----- Listing -----
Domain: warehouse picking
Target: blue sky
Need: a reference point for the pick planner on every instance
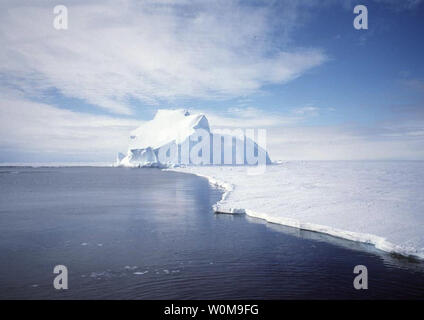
(321, 88)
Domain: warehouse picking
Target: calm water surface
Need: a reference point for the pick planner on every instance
(148, 234)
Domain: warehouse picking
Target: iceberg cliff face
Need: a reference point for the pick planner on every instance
(176, 137)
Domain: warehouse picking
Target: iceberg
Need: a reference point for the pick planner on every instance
(177, 137)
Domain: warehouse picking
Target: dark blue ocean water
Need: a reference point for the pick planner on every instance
-----
Please reproduce all of the lines above word for word, leaving the picture out.

* _Output for this task_
Domain: warehouse picking
Target: blue sky
Need: a reference point for the pick planner on every instance
(321, 88)
Domain: warehouse picking
Target: calm water surface
Need: a reference point for the pick planner on every instance
(148, 234)
Domain: warehouse picking
Target: iceberg cliff face
Need: a reference point for the pick planner on every instance
(176, 137)
Domain: warehouse picking
Target: iceberg
Need: a reference point for the pick planner on every instance
(177, 137)
Domain: warehouse picking
Target: dark blue ocean water
Need: a reference point for the pick planner on every instance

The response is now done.